» **THE TASK**: Copy the lines below verbatim, from the line containing "Find the sea" through the line containing "[[[13,177],[0,172],[0,192],[17,192],[13,183]]]", both included.

Records from a collection:
----------

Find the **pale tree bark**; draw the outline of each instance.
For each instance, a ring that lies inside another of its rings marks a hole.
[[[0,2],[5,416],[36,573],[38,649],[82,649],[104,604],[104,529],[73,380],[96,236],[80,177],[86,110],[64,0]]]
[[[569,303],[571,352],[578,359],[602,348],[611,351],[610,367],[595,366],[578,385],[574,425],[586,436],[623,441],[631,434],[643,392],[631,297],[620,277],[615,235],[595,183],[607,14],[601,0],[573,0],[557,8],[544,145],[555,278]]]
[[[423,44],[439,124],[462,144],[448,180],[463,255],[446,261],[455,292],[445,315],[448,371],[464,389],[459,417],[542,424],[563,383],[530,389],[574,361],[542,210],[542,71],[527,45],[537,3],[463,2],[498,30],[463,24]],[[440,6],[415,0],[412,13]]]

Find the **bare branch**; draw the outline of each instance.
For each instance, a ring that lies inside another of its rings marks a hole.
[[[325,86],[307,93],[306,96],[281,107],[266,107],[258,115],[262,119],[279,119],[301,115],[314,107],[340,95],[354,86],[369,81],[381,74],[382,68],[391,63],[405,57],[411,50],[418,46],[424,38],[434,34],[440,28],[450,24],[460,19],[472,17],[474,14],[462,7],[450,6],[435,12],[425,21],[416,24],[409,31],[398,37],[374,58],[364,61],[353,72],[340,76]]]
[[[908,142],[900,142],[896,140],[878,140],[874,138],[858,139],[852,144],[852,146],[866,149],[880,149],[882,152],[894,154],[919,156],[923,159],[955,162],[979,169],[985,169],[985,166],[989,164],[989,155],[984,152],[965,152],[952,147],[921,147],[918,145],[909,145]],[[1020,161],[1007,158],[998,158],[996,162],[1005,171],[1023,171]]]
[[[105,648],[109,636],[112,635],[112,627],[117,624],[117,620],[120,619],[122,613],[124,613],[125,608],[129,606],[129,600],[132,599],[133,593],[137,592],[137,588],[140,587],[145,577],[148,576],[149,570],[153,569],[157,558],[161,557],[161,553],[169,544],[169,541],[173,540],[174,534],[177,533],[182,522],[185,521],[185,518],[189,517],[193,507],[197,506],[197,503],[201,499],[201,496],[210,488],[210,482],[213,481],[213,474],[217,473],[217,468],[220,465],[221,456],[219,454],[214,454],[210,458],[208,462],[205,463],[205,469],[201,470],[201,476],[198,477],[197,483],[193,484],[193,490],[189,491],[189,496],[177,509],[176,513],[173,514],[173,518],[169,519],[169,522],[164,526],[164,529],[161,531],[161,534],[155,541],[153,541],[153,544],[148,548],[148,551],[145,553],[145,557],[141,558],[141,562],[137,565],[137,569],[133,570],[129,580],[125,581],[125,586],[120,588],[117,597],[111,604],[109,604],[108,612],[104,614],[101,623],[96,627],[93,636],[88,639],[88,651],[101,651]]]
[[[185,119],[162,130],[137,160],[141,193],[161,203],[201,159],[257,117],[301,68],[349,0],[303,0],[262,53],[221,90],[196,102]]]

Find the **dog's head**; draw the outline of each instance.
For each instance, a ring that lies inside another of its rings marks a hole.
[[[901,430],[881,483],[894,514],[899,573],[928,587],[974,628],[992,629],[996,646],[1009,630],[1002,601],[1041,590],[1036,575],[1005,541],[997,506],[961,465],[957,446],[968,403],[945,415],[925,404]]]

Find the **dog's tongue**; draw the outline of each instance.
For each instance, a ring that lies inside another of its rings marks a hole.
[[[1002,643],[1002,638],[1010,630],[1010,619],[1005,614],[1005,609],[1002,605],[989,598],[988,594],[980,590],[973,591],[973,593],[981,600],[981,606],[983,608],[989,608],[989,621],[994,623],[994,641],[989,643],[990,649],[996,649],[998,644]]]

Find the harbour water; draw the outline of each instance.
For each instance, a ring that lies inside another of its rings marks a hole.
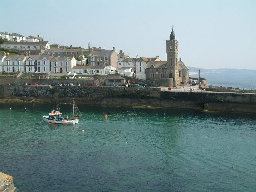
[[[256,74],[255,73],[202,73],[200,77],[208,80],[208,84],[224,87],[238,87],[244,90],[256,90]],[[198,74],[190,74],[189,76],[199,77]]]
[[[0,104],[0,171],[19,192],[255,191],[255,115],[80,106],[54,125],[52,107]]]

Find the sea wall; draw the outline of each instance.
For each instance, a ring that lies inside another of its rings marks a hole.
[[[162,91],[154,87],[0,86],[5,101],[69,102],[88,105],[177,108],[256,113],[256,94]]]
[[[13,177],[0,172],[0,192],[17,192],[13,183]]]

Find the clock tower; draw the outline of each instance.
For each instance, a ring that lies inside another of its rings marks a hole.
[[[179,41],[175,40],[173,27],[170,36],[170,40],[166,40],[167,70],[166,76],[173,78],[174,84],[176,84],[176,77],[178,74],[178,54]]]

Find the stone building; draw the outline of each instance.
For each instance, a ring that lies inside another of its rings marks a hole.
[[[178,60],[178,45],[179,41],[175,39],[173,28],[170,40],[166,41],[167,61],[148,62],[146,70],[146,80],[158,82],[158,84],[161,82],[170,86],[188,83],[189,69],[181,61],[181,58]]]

----------

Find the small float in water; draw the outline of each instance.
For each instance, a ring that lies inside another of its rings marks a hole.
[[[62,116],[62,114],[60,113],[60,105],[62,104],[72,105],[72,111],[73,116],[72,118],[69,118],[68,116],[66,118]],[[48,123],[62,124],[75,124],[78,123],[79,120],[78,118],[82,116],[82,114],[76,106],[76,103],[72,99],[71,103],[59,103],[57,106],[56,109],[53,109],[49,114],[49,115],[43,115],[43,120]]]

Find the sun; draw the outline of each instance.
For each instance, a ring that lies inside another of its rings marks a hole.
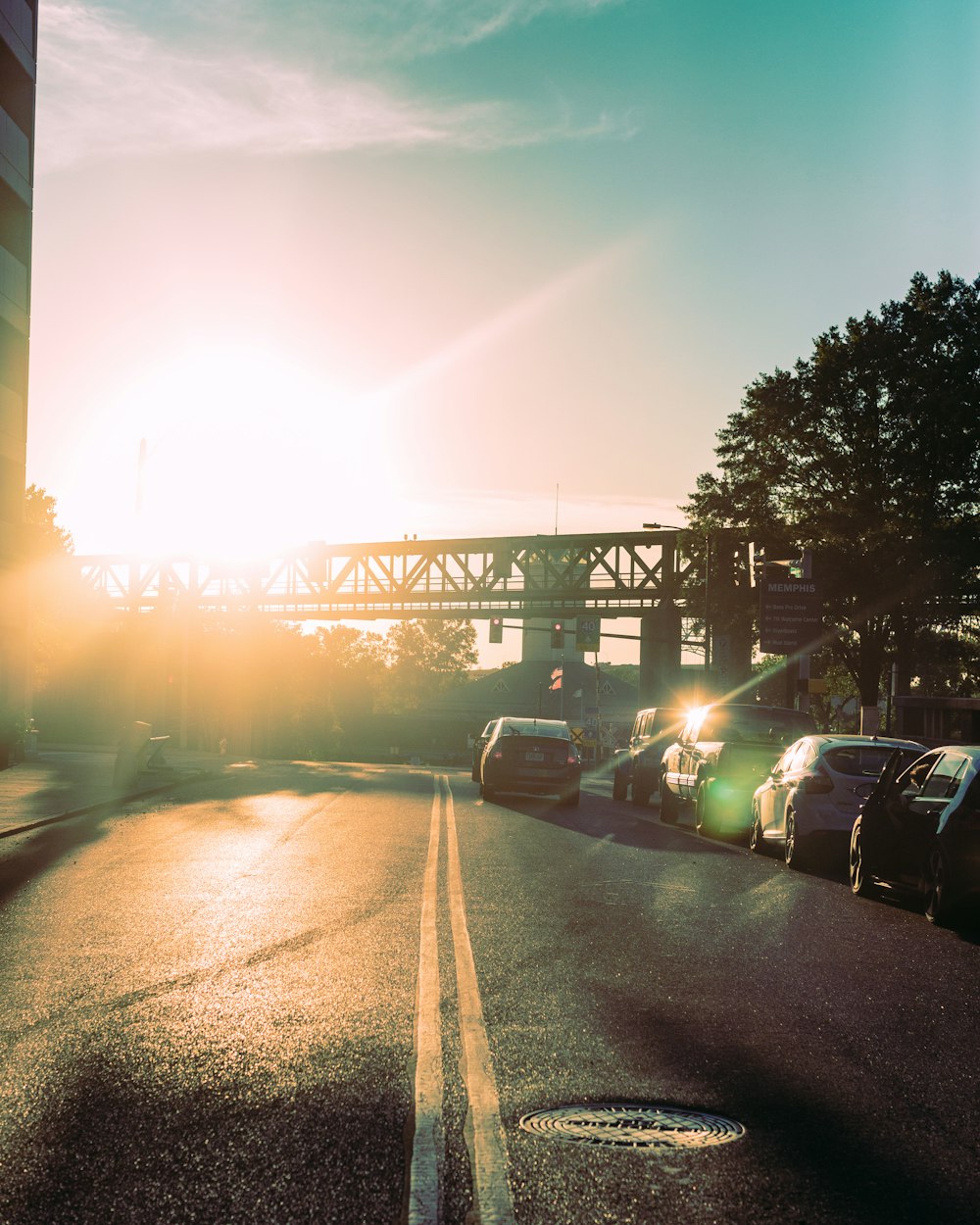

----------

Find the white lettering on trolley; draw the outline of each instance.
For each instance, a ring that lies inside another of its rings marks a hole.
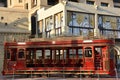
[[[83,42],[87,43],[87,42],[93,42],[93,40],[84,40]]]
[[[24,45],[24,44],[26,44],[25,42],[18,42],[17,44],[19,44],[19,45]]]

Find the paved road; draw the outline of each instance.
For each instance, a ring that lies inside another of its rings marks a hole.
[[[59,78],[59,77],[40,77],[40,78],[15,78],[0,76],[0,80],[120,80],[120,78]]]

----------

» **FINISHED EXERCISE**:
Find the sea wall; draw the outline of each instance.
For each instance, a ring that lies inside another of its rings marks a hole.
[[[162,91],[154,87],[0,86],[5,101],[69,102],[88,105],[177,108],[256,113],[256,94]]]
[[[13,177],[0,172],[0,192],[17,192],[13,183]]]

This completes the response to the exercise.